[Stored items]
════════════════
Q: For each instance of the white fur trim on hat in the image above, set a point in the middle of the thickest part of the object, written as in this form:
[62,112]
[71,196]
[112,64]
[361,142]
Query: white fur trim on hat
════════════════
## TASK GOAL
Give back every line of the data exactly as it was written.

## ANSWER TO THE PROBLEM
Q: For each instance of the white fur trim on hat in the image above, set a point in the middle of the thickest part of the object, written as in this form:
[62,112]
[71,196]
[112,64]
[361,142]
Query: white fur trim on hat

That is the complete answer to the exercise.